▸ **EXERCISE INSTRUCTIONS**
Repeat all entries exactly.

*** DATA RECORDS ***

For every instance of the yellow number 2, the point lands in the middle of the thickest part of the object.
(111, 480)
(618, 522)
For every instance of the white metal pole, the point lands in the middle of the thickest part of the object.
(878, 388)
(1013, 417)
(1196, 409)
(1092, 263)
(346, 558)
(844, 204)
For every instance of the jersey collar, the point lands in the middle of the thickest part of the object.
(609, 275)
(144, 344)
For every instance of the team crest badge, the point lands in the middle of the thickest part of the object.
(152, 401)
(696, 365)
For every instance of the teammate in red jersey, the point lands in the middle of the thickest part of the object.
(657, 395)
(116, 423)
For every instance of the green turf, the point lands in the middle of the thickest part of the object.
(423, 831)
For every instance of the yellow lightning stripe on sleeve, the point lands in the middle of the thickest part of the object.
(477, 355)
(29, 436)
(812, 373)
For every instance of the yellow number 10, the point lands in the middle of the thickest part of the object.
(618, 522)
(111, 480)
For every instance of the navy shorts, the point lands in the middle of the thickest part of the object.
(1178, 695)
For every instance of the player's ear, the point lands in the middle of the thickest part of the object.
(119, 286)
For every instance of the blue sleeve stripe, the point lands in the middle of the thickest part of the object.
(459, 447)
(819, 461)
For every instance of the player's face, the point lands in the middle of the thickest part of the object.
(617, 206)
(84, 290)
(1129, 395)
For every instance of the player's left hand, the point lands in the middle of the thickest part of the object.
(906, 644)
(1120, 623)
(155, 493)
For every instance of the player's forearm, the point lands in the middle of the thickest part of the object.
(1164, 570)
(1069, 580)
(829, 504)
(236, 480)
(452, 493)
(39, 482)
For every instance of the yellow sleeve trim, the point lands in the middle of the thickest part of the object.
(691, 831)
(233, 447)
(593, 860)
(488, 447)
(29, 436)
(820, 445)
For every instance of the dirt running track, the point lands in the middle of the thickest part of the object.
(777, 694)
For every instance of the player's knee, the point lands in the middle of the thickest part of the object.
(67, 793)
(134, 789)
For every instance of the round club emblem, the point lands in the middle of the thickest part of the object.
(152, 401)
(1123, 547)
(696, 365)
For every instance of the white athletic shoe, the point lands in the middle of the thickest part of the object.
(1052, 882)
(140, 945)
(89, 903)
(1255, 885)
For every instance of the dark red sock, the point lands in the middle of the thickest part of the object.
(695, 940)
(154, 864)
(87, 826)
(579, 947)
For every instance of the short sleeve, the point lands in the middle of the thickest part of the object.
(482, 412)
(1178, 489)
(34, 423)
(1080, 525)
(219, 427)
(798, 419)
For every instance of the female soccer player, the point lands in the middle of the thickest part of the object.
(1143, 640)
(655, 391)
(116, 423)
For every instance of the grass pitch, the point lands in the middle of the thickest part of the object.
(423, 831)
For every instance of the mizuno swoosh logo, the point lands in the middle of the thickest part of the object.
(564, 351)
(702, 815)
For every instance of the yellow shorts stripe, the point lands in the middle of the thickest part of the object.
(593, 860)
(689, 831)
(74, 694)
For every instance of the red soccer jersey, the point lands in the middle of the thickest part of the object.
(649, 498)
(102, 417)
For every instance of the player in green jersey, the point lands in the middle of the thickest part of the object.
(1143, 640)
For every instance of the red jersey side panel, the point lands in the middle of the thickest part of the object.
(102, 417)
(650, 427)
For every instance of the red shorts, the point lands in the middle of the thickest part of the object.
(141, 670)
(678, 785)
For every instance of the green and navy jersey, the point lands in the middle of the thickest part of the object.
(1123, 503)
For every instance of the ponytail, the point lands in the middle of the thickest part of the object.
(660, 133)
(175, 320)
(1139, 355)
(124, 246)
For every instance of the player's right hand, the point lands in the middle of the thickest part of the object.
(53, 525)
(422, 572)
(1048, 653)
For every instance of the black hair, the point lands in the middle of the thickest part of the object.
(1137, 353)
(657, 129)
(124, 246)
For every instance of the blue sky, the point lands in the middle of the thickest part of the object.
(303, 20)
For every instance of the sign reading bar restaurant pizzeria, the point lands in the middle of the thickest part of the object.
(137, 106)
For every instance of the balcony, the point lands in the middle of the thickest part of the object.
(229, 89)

*** End of DATA RECORDS ***

▸ **WRITTEN SOLUTION**
For every instance of the yellow number 2, the point lands in the middle of the thickest part of the object.
(111, 480)
(618, 522)
For every instance of the white metal pole, the point lands in the middle of the thickest part of the object.
(878, 388)
(1013, 417)
(1196, 409)
(1092, 263)
(346, 558)
(844, 204)
For every instance of the jersey collar, the point lands in the middle of the thickest part of the object.
(609, 275)
(144, 344)
For every instance of the team crest badge, the point lands in the middle of the thickest part of the object.
(152, 401)
(696, 365)
For every instance of the teammate in red jersey, the point lands in the middle of the thickest part of the object.
(657, 395)
(116, 423)
For every instance of the green turf, the point lands in the middle of the thickest part of the object.
(423, 831)
For every instance of the yellow lightning stripe on sleeve, the point lands in the middle of the thickest part of the object.
(477, 355)
(29, 436)
(812, 373)
For every instance of the yellow number 10, the point lands in the middle of the thickest part of the object.
(618, 522)
(111, 480)
For every instance of the navy shorts, the point lands in the middle of the thickest part of the object.
(1178, 695)
For every instance of the player's ear, the point lands in the middle of the thickest part of the object.
(119, 286)
For every instance of the blue sleeve stripe, the point lands in the middle of the thickest part of the object.
(459, 447)
(819, 461)
For every instance of the player's face, the point lands in the middle of the thickest part of the object.
(617, 206)
(84, 290)
(1129, 395)
For every instance of the player's left hand, the point lands in the middle of the thickest part of the object.
(906, 644)
(1120, 623)
(155, 493)
For every instance of the player's forearm, the point lands in the middle of the thickest part of the object.
(1164, 570)
(1069, 580)
(829, 504)
(236, 480)
(452, 493)
(39, 482)
For every instance of the yellow sleeve trim, the point lands in the middle of the thickest part of the object.
(691, 831)
(233, 447)
(593, 860)
(488, 447)
(29, 436)
(820, 445)
For every instance of the dirt running track, the point lands in the middle of the thickest part of the object.
(777, 694)
For every instance of the player's knee, the point lands in the middle of the thickest part of the object.
(67, 793)
(134, 789)
For every instance of the round club emblem, the point lands in the middle of the thickest part of the object.
(152, 401)
(1123, 547)
(696, 365)
For every instance of the white athletic shoe, the point lands in the middle of the thickest part of the object.
(1052, 882)
(140, 945)
(89, 903)
(1255, 885)
For every instance of the dark red sock, the point lands in the middle of the thickest part of the object.
(695, 940)
(154, 864)
(87, 826)
(579, 947)
For every instance of the short sleeve, the point lands in the middle of the thickest part of the object.
(482, 412)
(1178, 489)
(34, 423)
(1080, 525)
(219, 427)
(798, 419)
For every instance of the female soccer player, the point lands in the middle of the thickest part of the object.
(1143, 640)
(655, 391)
(116, 423)
For every instance of the grass pitch, the point lands in the middle of the thickest part of the object.
(423, 831)
For every instance of the mizuno swoosh logo, the point lands in the middle of the thickest part of the object.
(564, 351)
(702, 815)
For every instance of the yellow shorts stripe, the point lands in the middle of the thickest part of the object.
(593, 860)
(689, 831)
(74, 694)
For every instance of the red soccer jersey, the point lands in the middle of the thickest part of the object.
(649, 498)
(102, 417)
For every instance of the player in green jersey, the point lands in the middle of the thickest part of the object.
(1143, 640)
For every instance of the red jersey side panel, the point lands in the middle of the thickest part of the object.
(102, 417)
(650, 427)
For every instance of the red shorts, the point lands in the middle of the thickest part of the object.
(141, 670)
(678, 785)
For every instance of the green and navy jersey, the point lands in the middle of the thickest part of the object.
(1123, 503)
For every instance of the ponytail, the point lands in the middle of the thickest part of the object.
(660, 133)
(175, 320)
(1139, 355)
(124, 246)
For every instance of the player's right hand, the point lands in the middle of the thickest part of the object.
(53, 525)
(422, 572)
(1048, 653)
For every instance of the black hair, the point lands in the middle of the thickest part of the object.
(1137, 353)
(657, 129)
(124, 246)
For every instance of the blue sky, the point lands in the middle of the thickest part of the object.
(303, 20)
For every instance of the sign reading bar restaurant pizzeria, the point lands in the middle of the thickest part of the object.
(137, 106)
For every instance of the balcony, the point lands in the middle of the thickest part of the object.
(229, 89)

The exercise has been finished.